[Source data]
····················
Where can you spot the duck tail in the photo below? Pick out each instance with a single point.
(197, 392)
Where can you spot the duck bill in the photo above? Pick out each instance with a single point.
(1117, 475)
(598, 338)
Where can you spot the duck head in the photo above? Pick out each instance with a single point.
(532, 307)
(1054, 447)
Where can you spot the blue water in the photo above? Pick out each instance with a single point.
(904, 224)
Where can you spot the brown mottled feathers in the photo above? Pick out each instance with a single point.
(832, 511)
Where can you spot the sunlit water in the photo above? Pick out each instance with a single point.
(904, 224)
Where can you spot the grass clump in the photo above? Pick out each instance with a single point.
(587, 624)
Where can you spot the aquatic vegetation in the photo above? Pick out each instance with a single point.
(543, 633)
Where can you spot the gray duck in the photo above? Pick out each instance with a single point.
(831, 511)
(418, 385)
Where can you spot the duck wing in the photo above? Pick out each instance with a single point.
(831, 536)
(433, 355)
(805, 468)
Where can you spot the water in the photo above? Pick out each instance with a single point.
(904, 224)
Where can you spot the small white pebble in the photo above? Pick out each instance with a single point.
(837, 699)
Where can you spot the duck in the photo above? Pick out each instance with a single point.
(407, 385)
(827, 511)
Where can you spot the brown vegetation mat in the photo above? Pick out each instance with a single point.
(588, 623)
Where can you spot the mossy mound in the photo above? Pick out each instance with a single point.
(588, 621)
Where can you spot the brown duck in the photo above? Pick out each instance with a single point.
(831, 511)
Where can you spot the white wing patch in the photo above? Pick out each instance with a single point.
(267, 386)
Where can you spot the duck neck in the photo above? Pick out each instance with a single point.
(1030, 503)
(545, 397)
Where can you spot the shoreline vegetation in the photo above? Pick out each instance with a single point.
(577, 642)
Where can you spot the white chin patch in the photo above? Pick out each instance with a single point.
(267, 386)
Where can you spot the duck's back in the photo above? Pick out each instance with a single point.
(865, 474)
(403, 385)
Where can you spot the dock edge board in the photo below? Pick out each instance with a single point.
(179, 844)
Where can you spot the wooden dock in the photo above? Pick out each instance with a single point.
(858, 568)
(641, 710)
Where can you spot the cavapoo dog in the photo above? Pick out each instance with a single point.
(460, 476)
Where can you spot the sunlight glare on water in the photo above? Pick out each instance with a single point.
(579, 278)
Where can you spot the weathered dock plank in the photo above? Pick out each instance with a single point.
····················
> What is needed:
Retype the lines from the one containing "Where can you spot the white chin" to the last line above. Change nothing and include no others.

> Problem solution:
Where can you spot the white chin patch in the photo above? Pick out each instance with a single point.
(267, 386)
Where can you spot the duck's back in the photo above? Pick out each instance with a single point.
(865, 474)
(403, 385)
Where can you spot the dock edge board in the photo below? Pick out each instance with a single point.
(179, 844)
Where can you spot the wooden dock in the photo above? Pick out each instance with a single point.
(858, 568)
(641, 710)
Where can you spot the cavapoo dog in the photo above? Pick out each instance with a single point.
(460, 476)
Where can you spot the sunlight glare on water in the photo above? Pick out each instance with a single point.
(579, 278)
Where can you spot the weathered dock plank in the photo above? Pick out each instance with a single point.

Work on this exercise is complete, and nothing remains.